:: The problem ::
Summarize the article below on dredging Peel marina in two sentences.

*** Opening of Passage for review ***

Dredging of Peel marina will resume in the spring.

But the Department of Infrastructure is staying close-lipped over where the potentially toxic material will be dumped.

A planning application is due be submitted later this year.

About 3,000 tonnes of silt enters the marina from the River Neb each year, containing traces of heavy metals and other contaminants, largely as a result of historical mining operations.

If dredging does not take place, the accumulation of silt threatens the closure of a number of berths within the marina, which was last dredged in 2015.

The department estimates that about 25,000 tonnes of dredged material will be dealt with in the operation beginning next year.

In 2015 some 10,000 tonnes of silt were dredged from the marina under the emergency powers of the Public Health Act.

The material was dumped in a temporary storage facility built at Rockmount off the Poortown Road.

A public accounts committee inquiry found the operation was ’mishandled’ and financial regulations were ’almost completely ignored’.

A Peel Marina project board was established in May 2017, chaired by Tim Baker MHK, member for the DoI with responsibility for ports.

A number of solutions have been considered during the intervening months, in partnership with the Department of Environment, Food and Agriculture.

These balance the need to maintain the marina with the cost to the public purse and government’s responsibilities to the marine ecosystem and the island’s commercial fishery.

A proposed scheme has now been agreed and specialist external consultants appointed.

Expressions of interest are being sought from contractors who are able to carry out the dredging and construct a temporary lagoon to remove the water from the dredged material.

Mr Baker said: ’The project board has considered a range of options to address this challenging issue.

’Plans are progressing well to begin removing silt next year, with an innovative solution which will address the issues of Peel Marina at the same time as providing wider environmental benefits.

’The proposed scheme has the support of the Council of Ministers and Treasury and we expect to be in a position to submit a planning application before the end of the year.

’I look forward to being able to share full details of exactly how the process will work in the near future.’

A DoI spokesman said: ’A firm solution is now in place to dispose of the silt dredged from Peel Marina, one which will provide wider environmental benefits.

’Details are, however, still in the process of being finalised.’

In 2015, the then infrastructure minister Phil Gawne said it was appropriate to use emergency provisions to deal with the silt as it could not be dumped at sea and there were no licensed facilities on-shore.

But public concerns over the Rockwood site centred on the spillage of silt from lorries onto the roads and the fact that planning permission was sought retrospectively.

A Tynwald scrunity committee concluded that the DoI was aware of the risk of silting in the marina as far back as 2002 and should have done something about it before it became critical.

It praised DEFA for responding to a critical situation.

And it called on the DoI to report to Tynwald with costed plans to replace the temporary storage facility at Rockmount by 2020.

*** Close of Passage for review ***
*** Opening of Dataset content ***

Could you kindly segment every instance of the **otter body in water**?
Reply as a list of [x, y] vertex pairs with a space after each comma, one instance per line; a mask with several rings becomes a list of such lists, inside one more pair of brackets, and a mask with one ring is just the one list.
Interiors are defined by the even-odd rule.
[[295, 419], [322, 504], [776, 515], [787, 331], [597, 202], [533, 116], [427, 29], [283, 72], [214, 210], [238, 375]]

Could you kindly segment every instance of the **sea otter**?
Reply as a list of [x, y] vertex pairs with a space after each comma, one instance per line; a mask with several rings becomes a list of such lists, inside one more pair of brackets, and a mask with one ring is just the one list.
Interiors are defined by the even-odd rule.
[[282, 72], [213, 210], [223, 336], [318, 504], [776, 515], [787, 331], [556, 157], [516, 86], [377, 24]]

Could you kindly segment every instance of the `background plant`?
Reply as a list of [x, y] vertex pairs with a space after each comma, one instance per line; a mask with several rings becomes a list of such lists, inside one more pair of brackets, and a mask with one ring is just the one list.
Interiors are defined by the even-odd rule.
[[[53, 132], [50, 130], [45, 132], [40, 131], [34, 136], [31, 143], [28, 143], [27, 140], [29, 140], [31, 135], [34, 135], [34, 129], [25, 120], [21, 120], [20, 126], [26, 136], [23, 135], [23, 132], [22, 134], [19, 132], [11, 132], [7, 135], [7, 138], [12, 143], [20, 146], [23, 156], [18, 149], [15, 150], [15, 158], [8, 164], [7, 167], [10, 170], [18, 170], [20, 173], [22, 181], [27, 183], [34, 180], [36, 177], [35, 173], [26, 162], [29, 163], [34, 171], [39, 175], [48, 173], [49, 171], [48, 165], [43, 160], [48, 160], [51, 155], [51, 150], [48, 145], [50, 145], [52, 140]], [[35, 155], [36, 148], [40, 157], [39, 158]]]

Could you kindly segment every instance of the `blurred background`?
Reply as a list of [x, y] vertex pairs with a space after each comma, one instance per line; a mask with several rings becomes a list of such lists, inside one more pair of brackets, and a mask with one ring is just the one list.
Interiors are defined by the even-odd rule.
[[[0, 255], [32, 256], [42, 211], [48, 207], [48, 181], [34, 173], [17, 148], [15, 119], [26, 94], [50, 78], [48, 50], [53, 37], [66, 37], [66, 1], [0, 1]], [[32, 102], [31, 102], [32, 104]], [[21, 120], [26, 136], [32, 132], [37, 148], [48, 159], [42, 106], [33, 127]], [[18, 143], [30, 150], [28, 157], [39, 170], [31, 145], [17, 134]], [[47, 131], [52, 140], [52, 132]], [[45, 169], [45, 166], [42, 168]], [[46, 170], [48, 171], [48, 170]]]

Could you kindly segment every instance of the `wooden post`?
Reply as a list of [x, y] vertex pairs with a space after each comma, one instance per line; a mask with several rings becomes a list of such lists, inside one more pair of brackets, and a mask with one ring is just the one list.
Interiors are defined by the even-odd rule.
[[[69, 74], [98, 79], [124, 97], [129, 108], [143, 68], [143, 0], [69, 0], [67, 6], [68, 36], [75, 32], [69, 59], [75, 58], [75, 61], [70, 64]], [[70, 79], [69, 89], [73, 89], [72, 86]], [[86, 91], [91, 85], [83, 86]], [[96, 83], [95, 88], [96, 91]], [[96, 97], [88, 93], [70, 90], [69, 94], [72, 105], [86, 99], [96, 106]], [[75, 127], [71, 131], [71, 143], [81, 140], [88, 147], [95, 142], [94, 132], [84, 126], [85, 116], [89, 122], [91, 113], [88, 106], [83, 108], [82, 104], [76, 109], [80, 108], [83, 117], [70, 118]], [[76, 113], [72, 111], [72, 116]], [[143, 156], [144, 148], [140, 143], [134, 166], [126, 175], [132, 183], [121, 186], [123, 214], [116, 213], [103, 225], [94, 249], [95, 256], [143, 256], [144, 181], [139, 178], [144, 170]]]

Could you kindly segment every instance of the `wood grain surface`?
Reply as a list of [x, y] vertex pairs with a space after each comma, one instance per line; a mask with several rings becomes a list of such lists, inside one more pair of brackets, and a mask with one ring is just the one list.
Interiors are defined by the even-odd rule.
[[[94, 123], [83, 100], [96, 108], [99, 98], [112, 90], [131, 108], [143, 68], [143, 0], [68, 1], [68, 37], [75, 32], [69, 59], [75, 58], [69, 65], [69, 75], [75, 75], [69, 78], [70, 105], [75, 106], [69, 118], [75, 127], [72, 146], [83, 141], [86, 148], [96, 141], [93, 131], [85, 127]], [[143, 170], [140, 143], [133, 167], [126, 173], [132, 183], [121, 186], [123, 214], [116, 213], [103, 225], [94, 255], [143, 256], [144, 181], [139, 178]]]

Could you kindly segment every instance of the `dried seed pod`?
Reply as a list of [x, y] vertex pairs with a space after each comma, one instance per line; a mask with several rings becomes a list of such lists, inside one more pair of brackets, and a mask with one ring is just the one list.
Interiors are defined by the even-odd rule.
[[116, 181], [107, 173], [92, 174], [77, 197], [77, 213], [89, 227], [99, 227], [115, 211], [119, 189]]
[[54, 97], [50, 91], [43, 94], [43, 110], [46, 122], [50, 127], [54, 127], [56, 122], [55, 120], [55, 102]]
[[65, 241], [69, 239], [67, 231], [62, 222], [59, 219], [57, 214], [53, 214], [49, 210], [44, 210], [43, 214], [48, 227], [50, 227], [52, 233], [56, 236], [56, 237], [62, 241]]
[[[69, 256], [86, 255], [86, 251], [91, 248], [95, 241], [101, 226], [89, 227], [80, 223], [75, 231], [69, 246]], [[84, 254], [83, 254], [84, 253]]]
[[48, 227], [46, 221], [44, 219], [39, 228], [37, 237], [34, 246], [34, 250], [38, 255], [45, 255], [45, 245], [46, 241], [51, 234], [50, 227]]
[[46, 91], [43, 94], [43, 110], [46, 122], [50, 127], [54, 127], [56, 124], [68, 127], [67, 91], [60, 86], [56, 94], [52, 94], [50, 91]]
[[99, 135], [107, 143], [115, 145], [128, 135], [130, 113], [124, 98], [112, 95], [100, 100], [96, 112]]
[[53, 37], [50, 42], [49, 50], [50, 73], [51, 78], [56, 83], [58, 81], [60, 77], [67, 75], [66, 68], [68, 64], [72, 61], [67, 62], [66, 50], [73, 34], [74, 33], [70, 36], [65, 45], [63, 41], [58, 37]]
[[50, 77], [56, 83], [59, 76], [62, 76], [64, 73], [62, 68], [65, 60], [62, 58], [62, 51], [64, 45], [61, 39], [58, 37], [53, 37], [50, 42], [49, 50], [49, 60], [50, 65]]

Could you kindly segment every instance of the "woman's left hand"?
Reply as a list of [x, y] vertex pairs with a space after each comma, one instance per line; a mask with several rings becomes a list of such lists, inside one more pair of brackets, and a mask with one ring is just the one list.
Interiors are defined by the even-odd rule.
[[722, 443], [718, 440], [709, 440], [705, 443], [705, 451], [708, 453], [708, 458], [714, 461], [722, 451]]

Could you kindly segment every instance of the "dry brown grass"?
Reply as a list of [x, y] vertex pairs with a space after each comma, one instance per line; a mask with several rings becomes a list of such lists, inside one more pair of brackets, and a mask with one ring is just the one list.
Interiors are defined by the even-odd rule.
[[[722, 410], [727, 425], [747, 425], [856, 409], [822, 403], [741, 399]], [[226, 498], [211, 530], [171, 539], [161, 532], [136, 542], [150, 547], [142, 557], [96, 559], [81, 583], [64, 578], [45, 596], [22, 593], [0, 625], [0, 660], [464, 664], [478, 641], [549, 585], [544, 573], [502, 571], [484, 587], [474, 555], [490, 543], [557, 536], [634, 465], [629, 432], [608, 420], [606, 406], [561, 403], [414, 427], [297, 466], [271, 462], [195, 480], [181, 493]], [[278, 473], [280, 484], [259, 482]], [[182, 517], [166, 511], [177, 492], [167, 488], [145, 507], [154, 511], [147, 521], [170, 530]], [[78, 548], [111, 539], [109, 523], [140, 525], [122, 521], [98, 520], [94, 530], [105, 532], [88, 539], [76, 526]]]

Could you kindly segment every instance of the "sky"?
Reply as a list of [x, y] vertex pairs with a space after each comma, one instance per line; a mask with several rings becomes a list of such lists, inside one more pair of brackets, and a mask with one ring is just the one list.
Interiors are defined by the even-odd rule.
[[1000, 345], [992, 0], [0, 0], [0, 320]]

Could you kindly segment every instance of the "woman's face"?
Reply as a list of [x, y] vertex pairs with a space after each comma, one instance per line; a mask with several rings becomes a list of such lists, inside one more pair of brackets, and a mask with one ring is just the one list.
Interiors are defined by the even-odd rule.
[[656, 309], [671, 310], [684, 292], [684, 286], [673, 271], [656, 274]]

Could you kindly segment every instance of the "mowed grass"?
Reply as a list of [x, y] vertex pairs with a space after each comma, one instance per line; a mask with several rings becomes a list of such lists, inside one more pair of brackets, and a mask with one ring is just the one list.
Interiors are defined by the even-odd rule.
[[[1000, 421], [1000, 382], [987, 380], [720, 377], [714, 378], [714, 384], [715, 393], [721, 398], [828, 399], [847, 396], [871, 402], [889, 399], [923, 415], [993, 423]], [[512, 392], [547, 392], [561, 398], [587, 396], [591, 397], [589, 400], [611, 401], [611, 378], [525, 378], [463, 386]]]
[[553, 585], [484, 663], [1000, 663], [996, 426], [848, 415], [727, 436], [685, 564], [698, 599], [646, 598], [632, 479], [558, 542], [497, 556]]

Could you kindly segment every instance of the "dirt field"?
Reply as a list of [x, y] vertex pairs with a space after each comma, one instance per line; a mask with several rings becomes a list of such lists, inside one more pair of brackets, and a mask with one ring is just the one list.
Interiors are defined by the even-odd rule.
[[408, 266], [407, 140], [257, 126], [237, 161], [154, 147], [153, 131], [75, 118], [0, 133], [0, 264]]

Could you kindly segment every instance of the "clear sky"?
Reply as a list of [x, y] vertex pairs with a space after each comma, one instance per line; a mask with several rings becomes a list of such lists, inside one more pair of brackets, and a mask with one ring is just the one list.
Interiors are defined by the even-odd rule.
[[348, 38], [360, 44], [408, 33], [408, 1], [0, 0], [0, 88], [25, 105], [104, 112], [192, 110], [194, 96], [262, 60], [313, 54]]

*** Close of Dataset content ***

:: Result of the task ::
Dredging of Peel marina, which takes in about 3,000 tonnes of silt containing heavy metals and other contaminants from the River Neb each year, will resume in the spring, but the Department of Infrastructure is staying close-lipped over where the potentially toxic material will be dumped. A proposed scheme has now been agreed and specialist external consultants appointed, with a planning application expected before the end of the year, after a 2015 emergency dredge that a public accounts committee inquiry found was mishandled.